[Collected data]
* * *
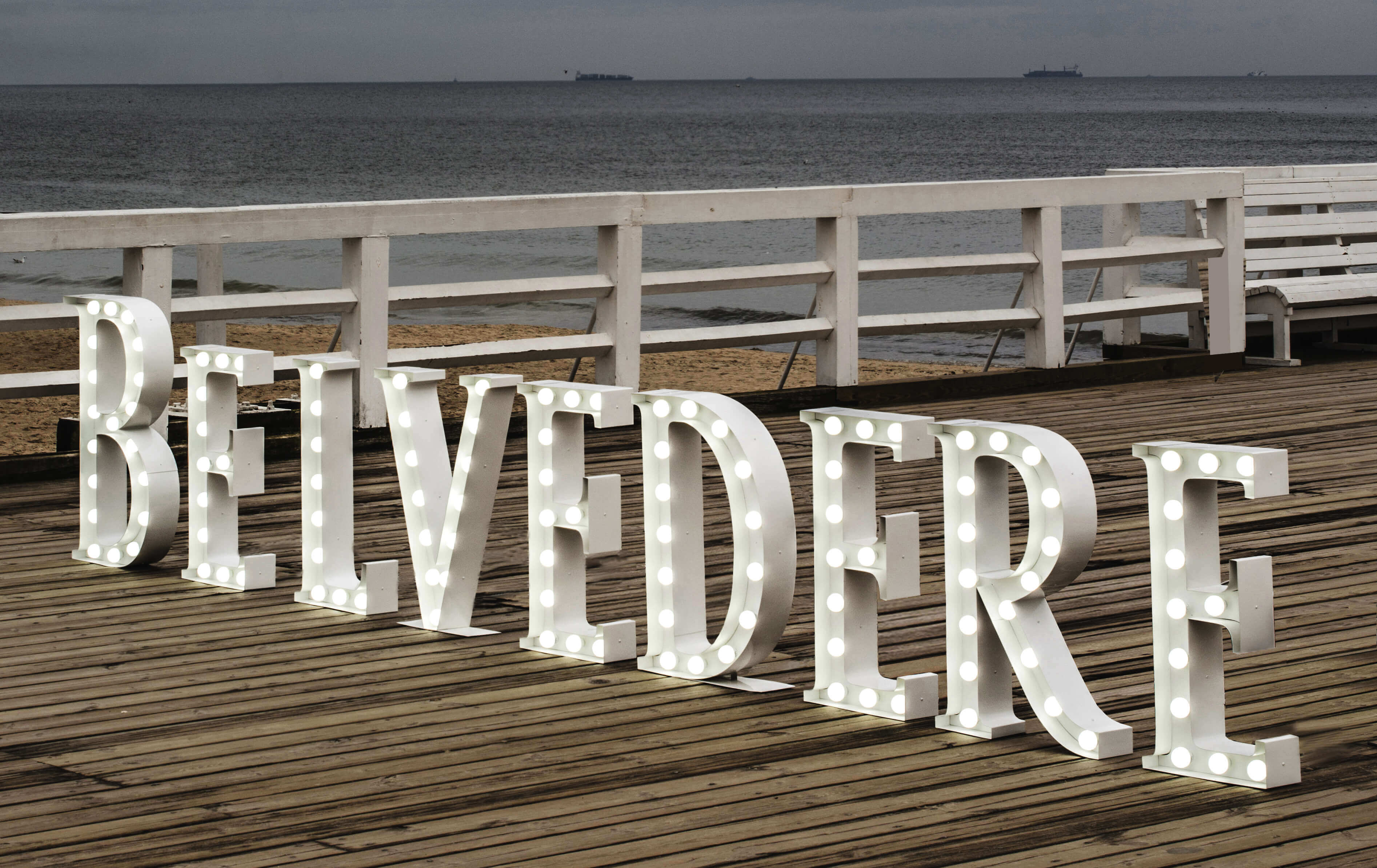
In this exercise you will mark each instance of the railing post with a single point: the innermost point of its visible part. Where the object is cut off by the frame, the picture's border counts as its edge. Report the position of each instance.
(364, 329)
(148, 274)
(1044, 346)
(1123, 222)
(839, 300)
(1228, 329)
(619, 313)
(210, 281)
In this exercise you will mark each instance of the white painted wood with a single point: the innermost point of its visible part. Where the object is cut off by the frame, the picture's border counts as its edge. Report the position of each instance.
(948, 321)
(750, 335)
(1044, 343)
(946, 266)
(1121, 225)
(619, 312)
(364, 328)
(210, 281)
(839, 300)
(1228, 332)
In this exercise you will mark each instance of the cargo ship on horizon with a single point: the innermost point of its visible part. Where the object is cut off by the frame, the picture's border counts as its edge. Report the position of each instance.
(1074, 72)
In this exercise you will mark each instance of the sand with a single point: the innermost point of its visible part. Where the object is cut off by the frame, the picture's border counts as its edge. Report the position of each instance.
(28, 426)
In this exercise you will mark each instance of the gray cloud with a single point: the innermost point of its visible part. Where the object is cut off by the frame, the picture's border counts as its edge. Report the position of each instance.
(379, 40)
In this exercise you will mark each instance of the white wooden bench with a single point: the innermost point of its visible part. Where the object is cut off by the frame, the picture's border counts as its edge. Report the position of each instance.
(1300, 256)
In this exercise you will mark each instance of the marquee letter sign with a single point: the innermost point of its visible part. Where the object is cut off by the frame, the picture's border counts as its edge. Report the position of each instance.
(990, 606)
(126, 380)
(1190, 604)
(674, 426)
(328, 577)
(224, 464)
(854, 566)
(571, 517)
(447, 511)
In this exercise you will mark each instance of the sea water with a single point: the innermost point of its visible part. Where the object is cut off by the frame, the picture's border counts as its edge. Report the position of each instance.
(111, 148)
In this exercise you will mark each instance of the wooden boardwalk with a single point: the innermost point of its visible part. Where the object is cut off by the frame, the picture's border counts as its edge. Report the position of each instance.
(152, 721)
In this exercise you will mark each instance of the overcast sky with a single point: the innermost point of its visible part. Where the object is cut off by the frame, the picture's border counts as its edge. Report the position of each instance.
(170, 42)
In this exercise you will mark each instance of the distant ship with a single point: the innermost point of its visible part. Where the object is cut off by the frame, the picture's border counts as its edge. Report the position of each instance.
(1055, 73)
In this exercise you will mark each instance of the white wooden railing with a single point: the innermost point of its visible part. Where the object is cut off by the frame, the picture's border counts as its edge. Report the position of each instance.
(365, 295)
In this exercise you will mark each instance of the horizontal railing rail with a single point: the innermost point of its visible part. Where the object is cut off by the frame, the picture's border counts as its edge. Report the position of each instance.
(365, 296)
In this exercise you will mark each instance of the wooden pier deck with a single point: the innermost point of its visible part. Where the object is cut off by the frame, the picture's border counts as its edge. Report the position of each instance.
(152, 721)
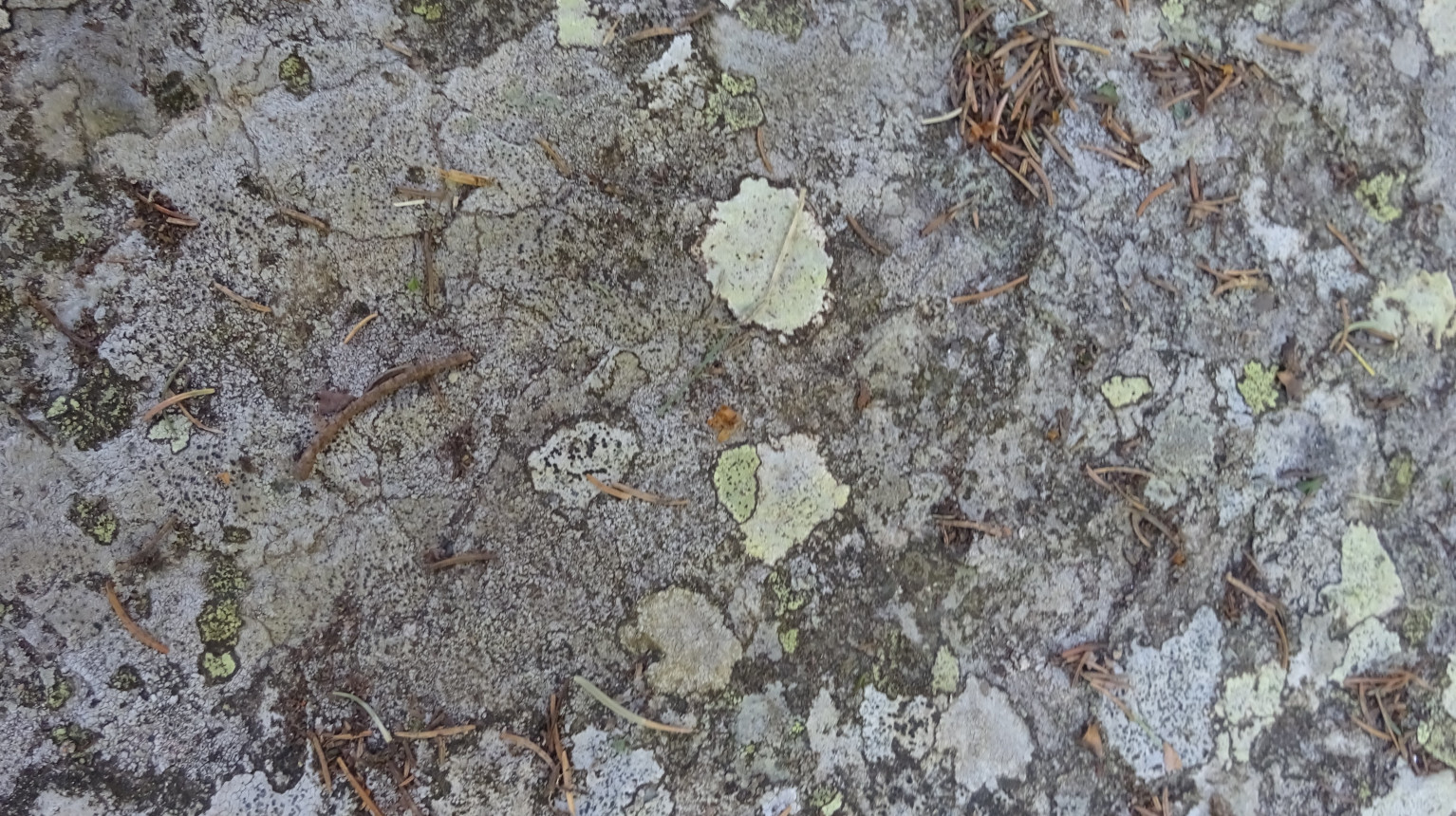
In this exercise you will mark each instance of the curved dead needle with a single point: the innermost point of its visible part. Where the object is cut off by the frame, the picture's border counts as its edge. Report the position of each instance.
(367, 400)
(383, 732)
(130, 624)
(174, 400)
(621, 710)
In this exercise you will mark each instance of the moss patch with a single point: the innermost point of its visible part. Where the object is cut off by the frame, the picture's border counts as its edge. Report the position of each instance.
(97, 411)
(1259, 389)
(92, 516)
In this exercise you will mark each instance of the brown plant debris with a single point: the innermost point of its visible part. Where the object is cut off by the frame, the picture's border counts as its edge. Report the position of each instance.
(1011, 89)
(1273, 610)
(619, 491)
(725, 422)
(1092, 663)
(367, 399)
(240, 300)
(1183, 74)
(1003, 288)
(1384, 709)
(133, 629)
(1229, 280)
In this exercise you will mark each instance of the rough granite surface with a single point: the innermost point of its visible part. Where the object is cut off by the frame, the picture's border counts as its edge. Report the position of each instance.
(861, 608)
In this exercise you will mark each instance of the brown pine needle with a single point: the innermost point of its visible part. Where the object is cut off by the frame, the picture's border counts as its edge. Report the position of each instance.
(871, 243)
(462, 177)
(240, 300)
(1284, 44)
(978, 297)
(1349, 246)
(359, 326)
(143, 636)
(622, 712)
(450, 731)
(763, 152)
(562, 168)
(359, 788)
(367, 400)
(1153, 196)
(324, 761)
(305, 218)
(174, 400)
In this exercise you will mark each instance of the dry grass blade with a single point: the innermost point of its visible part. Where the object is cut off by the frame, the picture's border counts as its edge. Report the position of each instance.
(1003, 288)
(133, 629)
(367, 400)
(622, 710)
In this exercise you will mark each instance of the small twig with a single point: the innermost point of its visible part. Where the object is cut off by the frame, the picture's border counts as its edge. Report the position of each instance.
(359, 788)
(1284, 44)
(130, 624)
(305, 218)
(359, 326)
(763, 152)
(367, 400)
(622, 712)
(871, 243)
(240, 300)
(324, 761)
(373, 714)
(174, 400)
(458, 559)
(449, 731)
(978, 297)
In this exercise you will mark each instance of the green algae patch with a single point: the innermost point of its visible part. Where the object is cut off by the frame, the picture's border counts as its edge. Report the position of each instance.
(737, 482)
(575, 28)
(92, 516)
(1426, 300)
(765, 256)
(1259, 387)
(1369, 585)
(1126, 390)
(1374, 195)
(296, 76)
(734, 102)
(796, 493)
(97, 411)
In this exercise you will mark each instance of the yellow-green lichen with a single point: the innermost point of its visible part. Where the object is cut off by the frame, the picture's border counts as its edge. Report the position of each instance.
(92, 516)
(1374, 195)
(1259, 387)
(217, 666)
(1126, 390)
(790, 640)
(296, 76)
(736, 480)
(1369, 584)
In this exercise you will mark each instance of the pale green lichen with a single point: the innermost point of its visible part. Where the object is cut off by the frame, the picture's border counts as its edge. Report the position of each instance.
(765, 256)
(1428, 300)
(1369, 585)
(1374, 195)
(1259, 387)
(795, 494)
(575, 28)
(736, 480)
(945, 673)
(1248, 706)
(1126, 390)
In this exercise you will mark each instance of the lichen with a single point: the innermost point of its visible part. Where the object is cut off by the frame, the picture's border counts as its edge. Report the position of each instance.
* * *
* [Work task] Each line above is to be duplicated exactly, and the pictures are to be omitted.

* [Answer box]
In this exercise you will mark each instance of the railing post with a single point: the innermost point of its visible part. Where the object is cut off by the frame, the picture's border counts as its edge. Report the position of each instance.
(364, 329)
(148, 274)
(1044, 346)
(1123, 222)
(839, 300)
(1228, 329)
(619, 313)
(210, 281)
In this exercise you will mark each instance of the white painted wood with a single point: the innermost point of its visible part. Where the object is cut off by the frame, the picture's border counts as its edge. Report the position of each instance.
(948, 321)
(750, 335)
(1044, 343)
(946, 266)
(1121, 225)
(619, 312)
(364, 328)
(210, 281)
(839, 300)
(1228, 332)
In this exercise you will mark each instance of the cargo ship on horizon with a single point: the innermost point of its visible part. Where the object is cut off by the frame, the picture's border counts as its edge. Report the position of each instance.
(1074, 72)
In this exercise you will mark each instance of the sand with a single point: the innermost point of its visible part. Where the object is cut off by the frame, the picture's border counts as its edge. Report the position of each instance.
(28, 426)
In this exercise you will mark each instance of the gray cloud with a single point: the innermost point of its visible part. Where the object is cut off by the frame, the picture's border counts as its edge. Report the position of each instance.
(379, 40)
In this exercise you will mark each instance of the white wooden bench with a single point: the innermost point of its visible part. Where the object is cut off by the frame, the picture's border counts as its edge. Report the position of each instance.
(1300, 256)
In this exercise you will mark each instance of the marquee letter sign with a single point: the innermost point of its visible part. Where the object is cut off by the frame, the picture's border counts as its edge. Report the position of each instance.
(990, 606)
(126, 380)
(1190, 604)
(674, 426)
(328, 577)
(224, 464)
(854, 566)
(571, 517)
(447, 511)
In this exercise you will mark each instance of the sea water with a single point: the innermost point of its visible part. Where the object is cut off by the frame, the picture's border counts as its edge. Report the position of each instance.
(111, 148)
In this exercise you will mark each instance of the wooden boardwalk with a single point: the innermost point of its visible part. Where the object is cut off by the frame, the picture's border counts as its edge. Report the position of each instance.
(152, 721)
In this exercise you will mark each instance of the overcast sky with a single point: the innermost point of its visible part. Where the object is cut off by the frame, the picture's border counts as its edge. Report the position of each instance.
(170, 42)
In this exercise you will mark each instance of the distant ship with a single point: the innermost point of its visible part. Where the object is cut off by the frame, the picture's border counts as its edge. Report the position of each instance.
(1055, 73)
In this exercise you will mark each instance of the white wooden railing with a single point: the innermost point of its visible part. Where the object is cut off by the frame, the picture's border counts as its edge. Report the position of each instance.
(365, 295)
In this exercise you will mark each instance of the horizontal railing rail with a single point: the innermost point of its visible part. Where the object is cut off by the frame, the picture's border counts as its edge. Report the position of each instance.
(365, 296)
In this exercise you will mark each instance of the wooden pier deck with a single point: the innermost point of its visible part. Where the object is cut off by the frame, the picture's border counts as its edge. Report the position of each instance.
(152, 721)
In this exercise you will mark each instance of the curved dead needle with a single point: the innermost point of its visible part. Where the object is cut off by the frame, the picture's border counts as its edge. Report the position of each instance.
(367, 400)
(383, 732)
(130, 624)
(174, 400)
(621, 710)
In this exercise you will mark each instance of the moss patch with a single point: the innermost point of its visible part. Where the object is cut off by the frame, the picture's border counts as its edge. Report the position of each instance.
(97, 411)
(1259, 389)
(92, 516)
In this exercise you will mark each instance of the brown plant debris with a single point: the innermost point of its visible part. Where the object is cut off by the frame, the picture's border counts as its edge. Report the position of each instance.
(1011, 89)
(1273, 610)
(619, 491)
(725, 422)
(1092, 663)
(367, 399)
(240, 300)
(1183, 74)
(1003, 288)
(1384, 709)
(133, 629)
(1229, 280)
In this exercise you will mark each instance of the rough granite surface with a single point: the innermost point of its visible part. Where the object is cut off by the frame, the picture's border counts as its edge. Report the position of each instance.
(861, 608)
In this exercise you will mark each instance of the brown pine needle with a single point: the innermost point of its visible part. Where the object is cut off by the frame, the picture's border counts as its edge. Report the position of each instance.
(871, 243)
(462, 177)
(240, 300)
(1284, 44)
(978, 297)
(1349, 246)
(359, 326)
(143, 636)
(622, 712)
(450, 731)
(763, 152)
(562, 168)
(359, 788)
(367, 400)
(1153, 196)
(324, 761)
(305, 218)
(174, 400)
In this exercise you will mark each instance of the dry grass blade with a single point: the innermost point of its visible part. Where the object is cut off by the frame, the picture's border counts as its edge. Report the position of each instance.
(1003, 288)
(133, 629)
(367, 400)
(622, 710)
In this exercise you will mark each instance of the small twig with a single point: the innermost point of its visible part. Where the object is cut off by the frame, the picture's border counts as its edge. Report the position of each instance.
(359, 788)
(1284, 44)
(130, 624)
(305, 218)
(359, 326)
(763, 152)
(367, 400)
(622, 712)
(871, 243)
(240, 300)
(324, 761)
(373, 714)
(174, 400)
(458, 559)
(449, 731)
(978, 297)
In this exercise you will mark each instance of the green algae patch with a single point: the innermost point of its visible part. Where the object is cut off by the frame, the picture's border counts as its edge. Report the position of each instance.
(737, 482)
(575, 28)
(92, 516)
(1426, 300)
(765, 256)
(1259, 387)
(1369, 585)
(1126, 390)
(1374, 195)
(296, 76)
(734, 102)
(796, 493)
(97, 411)
In this exercise you will mark each instance of the yellow-green lichen with a single point: the innermost point of its visible part. Where the object is cut off by the frame, the picture's border counts as its edge. Report the position of each instance.
(92, 516)
(1374, 195)
(1259, 387)
(217, 666)
(1126, 390)
(790, 640)
(296, 76)
(736, 480)
(1369, 584)
In this exercise you will mark each instance of the pale green lichen with a single point: the innermost point of its visible part. Where the object is cut off by the frame, the picture's border counts as its edge. Report the position of each instance.
(765, 256)
(1428, 300)
(1369, 585)
(1374, 195)
(1259, 387)
(795, 494)
(575, 28)
(736, 480)
(945, 673)
(1248, 706)
(1126, 390)
In this exercise you will mark each instance of the lichen with a single point: the innermost point of its visible part. Where the object is cut off by the frame, the picture's border counts as its edge. Report the position of each instance.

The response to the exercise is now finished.